RECORD EXCERPTS:
______

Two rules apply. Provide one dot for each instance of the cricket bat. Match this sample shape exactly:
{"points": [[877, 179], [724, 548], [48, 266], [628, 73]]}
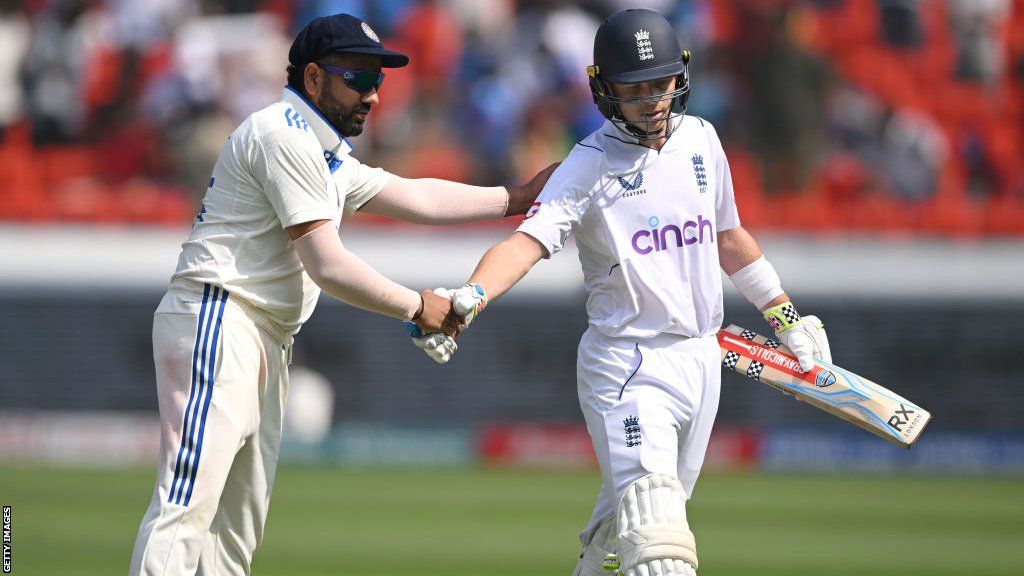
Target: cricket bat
{"points": [[829, 387]]}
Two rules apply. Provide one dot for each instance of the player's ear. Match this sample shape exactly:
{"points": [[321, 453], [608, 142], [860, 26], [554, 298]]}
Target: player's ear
{"points": [[312, 80]]}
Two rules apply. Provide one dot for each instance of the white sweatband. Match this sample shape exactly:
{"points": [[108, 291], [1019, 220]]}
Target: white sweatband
{"points": [[758, 282], [349, 278], [432, 201]]}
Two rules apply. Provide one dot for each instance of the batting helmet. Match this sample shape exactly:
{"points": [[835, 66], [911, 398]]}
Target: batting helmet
{"points": [[656, 55]]}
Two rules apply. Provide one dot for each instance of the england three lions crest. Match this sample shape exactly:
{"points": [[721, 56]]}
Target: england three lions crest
{"points": [[634, 188], [699, 173]]}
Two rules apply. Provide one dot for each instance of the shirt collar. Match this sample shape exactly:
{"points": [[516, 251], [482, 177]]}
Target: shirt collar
{"points": [[324, 130], [624, 153]]}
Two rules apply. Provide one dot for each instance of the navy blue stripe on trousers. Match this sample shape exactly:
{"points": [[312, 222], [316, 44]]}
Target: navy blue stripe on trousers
{"points": [[635, 370], [192, 393], [204, 363], [209, 395]]}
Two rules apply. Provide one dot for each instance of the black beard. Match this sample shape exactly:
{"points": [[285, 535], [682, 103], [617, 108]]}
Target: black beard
{"points": [[340, 117]]}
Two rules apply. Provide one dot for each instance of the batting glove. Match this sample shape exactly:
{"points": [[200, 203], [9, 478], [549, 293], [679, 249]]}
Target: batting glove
{"points": [[805, 336], [469, 301], [439, 346]]}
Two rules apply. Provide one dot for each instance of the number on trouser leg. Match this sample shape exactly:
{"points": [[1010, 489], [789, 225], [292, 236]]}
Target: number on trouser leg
{"points": [[654, 538]]}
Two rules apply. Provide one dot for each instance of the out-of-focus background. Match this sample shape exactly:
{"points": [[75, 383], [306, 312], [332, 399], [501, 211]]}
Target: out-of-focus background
{"points": [[876, 151]]}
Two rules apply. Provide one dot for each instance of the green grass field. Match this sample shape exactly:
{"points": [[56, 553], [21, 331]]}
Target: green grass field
{"points": [[338, 522]]}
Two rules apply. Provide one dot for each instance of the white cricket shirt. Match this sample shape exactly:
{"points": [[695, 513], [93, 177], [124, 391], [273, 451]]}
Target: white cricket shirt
{"points": [[645, 225], [284, 165]]}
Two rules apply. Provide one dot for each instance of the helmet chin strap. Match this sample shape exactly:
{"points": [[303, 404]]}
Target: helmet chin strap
{"points": [[645, 135]]}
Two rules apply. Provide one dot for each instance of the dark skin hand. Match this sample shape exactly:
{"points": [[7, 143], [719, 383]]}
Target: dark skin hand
{"points": [[522, 197], [437, 316]]}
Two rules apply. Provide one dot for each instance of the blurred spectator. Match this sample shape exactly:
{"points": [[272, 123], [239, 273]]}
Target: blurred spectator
{"points": [[913, 150], [14, 37], [975, 24], [62, 39], [498, 88], [786, 87]]}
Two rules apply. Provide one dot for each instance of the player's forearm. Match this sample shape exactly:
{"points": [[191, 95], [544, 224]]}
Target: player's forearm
{"points": [[346, 277], [432, 201], [505, 263], [750, 272], [736, 249]]}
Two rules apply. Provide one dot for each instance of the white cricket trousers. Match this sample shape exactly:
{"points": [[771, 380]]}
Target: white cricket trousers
{"points": [[649, 407], [221, 382]]}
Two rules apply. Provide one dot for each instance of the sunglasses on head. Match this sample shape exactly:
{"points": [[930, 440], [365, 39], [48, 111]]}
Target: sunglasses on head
{"points": [[359, 80]]}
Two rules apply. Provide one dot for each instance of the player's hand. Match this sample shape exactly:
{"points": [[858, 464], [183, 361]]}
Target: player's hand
{"points": [[440, 347], [468, 301], [437, 315], [522, 197], [805, 336]]}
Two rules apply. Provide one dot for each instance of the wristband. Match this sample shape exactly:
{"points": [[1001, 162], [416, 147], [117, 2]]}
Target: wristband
{"points": [[758, 282], [419, 313], [782, 317]]}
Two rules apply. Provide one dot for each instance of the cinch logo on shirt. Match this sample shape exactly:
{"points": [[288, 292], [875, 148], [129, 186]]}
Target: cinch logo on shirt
{"points": [[658, 239]]}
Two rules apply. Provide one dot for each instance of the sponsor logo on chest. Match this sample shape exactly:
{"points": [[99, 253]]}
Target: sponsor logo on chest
{"points": [[658, 238]]}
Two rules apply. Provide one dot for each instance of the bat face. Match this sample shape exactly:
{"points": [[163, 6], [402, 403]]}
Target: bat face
{"points": [[829, 387]]}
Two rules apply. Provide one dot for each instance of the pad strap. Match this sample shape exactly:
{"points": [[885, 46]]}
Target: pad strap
{"points": [[652, 524], [758, 282]]}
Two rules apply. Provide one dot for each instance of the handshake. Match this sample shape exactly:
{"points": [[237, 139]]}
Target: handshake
{"points": [[434, 334]]}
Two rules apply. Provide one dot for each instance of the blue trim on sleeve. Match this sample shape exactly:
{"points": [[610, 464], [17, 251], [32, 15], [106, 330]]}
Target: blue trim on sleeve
{"points": [[317, 113]]}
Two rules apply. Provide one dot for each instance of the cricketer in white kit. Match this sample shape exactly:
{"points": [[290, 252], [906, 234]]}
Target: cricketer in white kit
{"points": [[262, 247], [649, 200]]}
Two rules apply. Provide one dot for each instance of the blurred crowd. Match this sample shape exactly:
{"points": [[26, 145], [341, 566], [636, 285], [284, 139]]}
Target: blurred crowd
{"points": [[863, 115]]}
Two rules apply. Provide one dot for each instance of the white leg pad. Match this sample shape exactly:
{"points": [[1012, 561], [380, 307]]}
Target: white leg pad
{"points": [[602, 543], [654, 538]]}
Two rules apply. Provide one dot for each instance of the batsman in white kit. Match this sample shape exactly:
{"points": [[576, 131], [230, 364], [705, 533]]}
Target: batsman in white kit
{"points": [[262, 247], [649, 200]]}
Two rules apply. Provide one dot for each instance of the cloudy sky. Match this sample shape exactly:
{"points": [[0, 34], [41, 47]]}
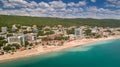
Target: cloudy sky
{"points": [[62, 8]]}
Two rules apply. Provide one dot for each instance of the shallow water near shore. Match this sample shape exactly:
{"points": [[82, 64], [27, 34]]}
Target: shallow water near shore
{"points": [[98, 54]]}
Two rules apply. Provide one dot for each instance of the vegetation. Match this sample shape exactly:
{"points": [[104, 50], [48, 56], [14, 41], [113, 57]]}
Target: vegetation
{"points": [[72, 31], [6, 20]]}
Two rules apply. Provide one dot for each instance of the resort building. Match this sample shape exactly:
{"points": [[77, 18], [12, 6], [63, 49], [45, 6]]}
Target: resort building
{"points": [[14, 39], [4, 29], [78, 33]]}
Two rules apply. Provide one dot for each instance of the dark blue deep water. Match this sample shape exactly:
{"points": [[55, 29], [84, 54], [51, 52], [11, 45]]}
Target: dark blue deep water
{"points": [[99, 54]]}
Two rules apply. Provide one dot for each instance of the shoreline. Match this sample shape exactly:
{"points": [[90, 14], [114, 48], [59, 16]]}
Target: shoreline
{"points": [[40, 50]]}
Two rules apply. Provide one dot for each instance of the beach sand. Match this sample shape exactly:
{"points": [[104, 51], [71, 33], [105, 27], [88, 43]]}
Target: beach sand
{"points": [[41, 50]]}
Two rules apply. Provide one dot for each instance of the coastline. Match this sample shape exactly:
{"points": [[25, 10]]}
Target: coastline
{"points": [[40, 50]]}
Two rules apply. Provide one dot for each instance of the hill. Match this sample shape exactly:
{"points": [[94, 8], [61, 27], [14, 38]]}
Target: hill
{"points": [[6, 20]]}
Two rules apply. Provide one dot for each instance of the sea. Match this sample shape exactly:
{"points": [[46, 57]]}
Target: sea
{"points": [[98, 54]]}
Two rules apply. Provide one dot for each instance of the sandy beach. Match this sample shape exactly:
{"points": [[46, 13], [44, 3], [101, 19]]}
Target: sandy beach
{"points": [[41, 50]]}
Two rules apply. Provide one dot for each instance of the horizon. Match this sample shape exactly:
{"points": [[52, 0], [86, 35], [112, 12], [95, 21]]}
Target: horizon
{"points": [[95, 9]]}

______

THE PROBLEM: Set down precisely the lines above between the line holding "of the england" and the line holding "of the shirt", inclusive, and nothing beyond them.

RESULT:
Two rules apply. Provide one dot for each instance of the england three lions crest. Match this sample shape exactly:
{"points": [[721, 56]]}
Target: england three lions crest
{"points": [[634, 188], [699, 173]]}
Two rules apply. Provide one dot for each instance of the shirt collar. Match this sample shape exactly:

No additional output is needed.